* Action item
Once you find the line with "Target: red dump truck" in the data that follows, repeat it and every line after it exactly, through the line with "Target: autumn tree".

* Given data
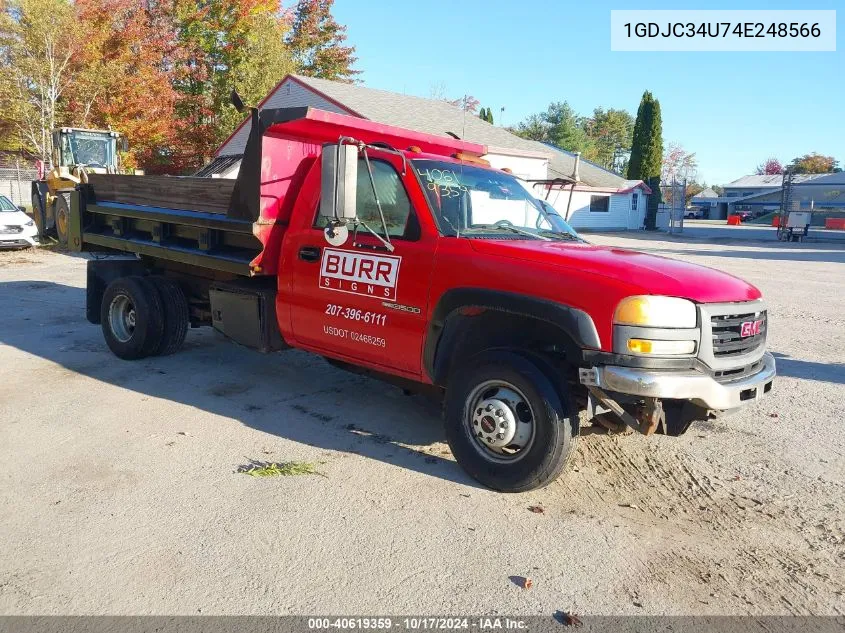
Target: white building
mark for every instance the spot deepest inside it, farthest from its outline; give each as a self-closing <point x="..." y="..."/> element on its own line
<point x="824" y="194"/>
<point x="530" y="160"/>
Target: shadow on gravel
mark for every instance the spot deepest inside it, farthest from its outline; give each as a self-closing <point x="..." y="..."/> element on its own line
<point x="291" y="394"/>
<point x="824" y="372"/>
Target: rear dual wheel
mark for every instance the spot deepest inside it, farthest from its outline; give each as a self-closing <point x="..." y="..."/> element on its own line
<point x="509" y="421"/>
<point x="143" y="316"/>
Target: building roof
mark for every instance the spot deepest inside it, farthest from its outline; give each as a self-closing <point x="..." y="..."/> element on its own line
<point x="707" y="193"/>
<point x="435" y="116"/>
<point x="773" y="181"/>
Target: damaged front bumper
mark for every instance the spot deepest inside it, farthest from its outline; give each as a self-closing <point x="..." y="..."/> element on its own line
<point x="691" y="385"/>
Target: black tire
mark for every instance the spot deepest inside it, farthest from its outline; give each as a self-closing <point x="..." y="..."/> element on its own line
<point x="139" y="335"/>
<point x="554" y="420"/>
<point x="61" y="215"/>
<point x="38" y="214"/>
<point x="176" y="316"/>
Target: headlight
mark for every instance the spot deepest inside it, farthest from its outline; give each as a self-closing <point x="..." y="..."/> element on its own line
<point x="660" y="348"/>
<point x="655" y="311"/>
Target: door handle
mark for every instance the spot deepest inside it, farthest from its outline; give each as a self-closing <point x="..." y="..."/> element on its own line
<point x="309" y="253"/>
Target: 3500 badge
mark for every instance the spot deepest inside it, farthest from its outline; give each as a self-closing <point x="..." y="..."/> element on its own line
<point x="360" y="273"/>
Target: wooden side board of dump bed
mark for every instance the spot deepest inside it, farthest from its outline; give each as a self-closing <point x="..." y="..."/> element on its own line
<point x="211" y="195"/>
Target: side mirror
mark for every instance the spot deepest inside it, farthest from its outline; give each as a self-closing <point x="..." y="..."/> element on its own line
<point x="339" y="181"/>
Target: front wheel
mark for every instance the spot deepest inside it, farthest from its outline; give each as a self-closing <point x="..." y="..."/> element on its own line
<point x="508" y="424"/>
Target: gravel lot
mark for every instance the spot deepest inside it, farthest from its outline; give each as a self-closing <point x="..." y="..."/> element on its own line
<point x="119" y="492"/>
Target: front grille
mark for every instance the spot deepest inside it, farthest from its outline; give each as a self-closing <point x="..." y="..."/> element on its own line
<point x="727" y="334"/>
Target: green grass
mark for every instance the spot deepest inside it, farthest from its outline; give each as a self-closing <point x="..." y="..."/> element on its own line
<point x="279" y="469"/>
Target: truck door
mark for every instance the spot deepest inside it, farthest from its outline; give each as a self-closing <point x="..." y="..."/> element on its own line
<point x="359" y="300"/>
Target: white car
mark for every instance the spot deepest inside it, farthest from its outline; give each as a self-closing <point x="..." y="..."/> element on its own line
<point x="17" y="230"/>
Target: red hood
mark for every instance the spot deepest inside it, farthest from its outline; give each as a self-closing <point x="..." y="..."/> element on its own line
<point x="644" y="273"/>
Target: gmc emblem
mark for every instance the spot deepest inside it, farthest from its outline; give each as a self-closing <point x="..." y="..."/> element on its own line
<point x="750" y="328"/>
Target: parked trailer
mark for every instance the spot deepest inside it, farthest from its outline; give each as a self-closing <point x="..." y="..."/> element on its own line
<point x="405" y="256"/>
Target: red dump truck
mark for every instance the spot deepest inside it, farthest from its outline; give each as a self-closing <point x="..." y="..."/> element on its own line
<point x="405" y="256"/>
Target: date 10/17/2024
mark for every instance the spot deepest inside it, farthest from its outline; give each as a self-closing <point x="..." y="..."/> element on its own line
<point x="354" y="314"/>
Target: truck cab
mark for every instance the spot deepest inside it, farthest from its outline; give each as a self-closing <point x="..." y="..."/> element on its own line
<point x="405" y="256"/>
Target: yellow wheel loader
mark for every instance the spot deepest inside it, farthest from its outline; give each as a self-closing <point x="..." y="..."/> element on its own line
<point x="76" y="153"/>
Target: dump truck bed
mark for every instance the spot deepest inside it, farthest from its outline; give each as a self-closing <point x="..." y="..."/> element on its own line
<point x="236" y="226"/>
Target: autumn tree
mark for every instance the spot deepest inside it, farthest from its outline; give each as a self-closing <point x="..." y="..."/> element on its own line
<point x="559" y="125"/>
<point x="678" y="164"/>
<point x="222" y="44"/>
<point x="814" y="164"/>
<point x="317" y="43"/>
<point x="123" y="81"/>
<point x="770" y="167"/>
<point x="39" y="42"/>
<point x="610" y="133"/>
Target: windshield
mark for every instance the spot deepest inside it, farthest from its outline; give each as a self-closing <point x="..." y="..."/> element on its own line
<point x="477" y="202"/>
<point x="92" y="149"/>
<point x="6" y="204"/>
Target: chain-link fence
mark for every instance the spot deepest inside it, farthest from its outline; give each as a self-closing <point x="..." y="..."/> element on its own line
<point x="15" y="184"/>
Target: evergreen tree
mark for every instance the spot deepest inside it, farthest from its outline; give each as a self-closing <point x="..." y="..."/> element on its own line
<point x="647" y="153"/>
<point x="647" y="148"/>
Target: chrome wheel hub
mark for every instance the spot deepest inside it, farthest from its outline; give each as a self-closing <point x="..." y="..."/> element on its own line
<point x="122" y="318"/>
<point x="499" y="420"/>
<point x="494" y="422"/>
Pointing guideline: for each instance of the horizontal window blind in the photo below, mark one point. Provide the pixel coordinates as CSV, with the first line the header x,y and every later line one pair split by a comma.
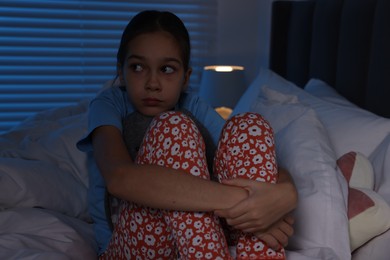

* Exercise result
Target: red dump truck
mark for every instance the spot deepest inside it, farthest from its outline; give each as a self-closing <point x="..." y="..."/> element on its own line
<point x="405" y="256"/>
Target: date 10/17/2024
mark for every instance the spot deepest inside it, farthest from its outline; give each as a self-closing <point x="..." y="..."/> element on its own line
<point x="354" y="314"/>
Target: truck cab
mark for every instance the spot deepest inside it, farthest from its outline; give each as a self-closing <point x="..." y="..."/> element on its own line
<point x="405" y="256"/>
Target: yellow wheel loader
mark for every instance the spot deepest inside it, farthest from its outline; give each as a self-closing <point x="..." y="..."/> element on its own line
<point x="76" y="153"/>
Target: dump truck bed
mark for every instance the spot deepest inside it, farthest from its outline; give each as a self-closing <point x="..." y="..."/> element on its own line
<point x="236" y="226"/>
Target: autumn tree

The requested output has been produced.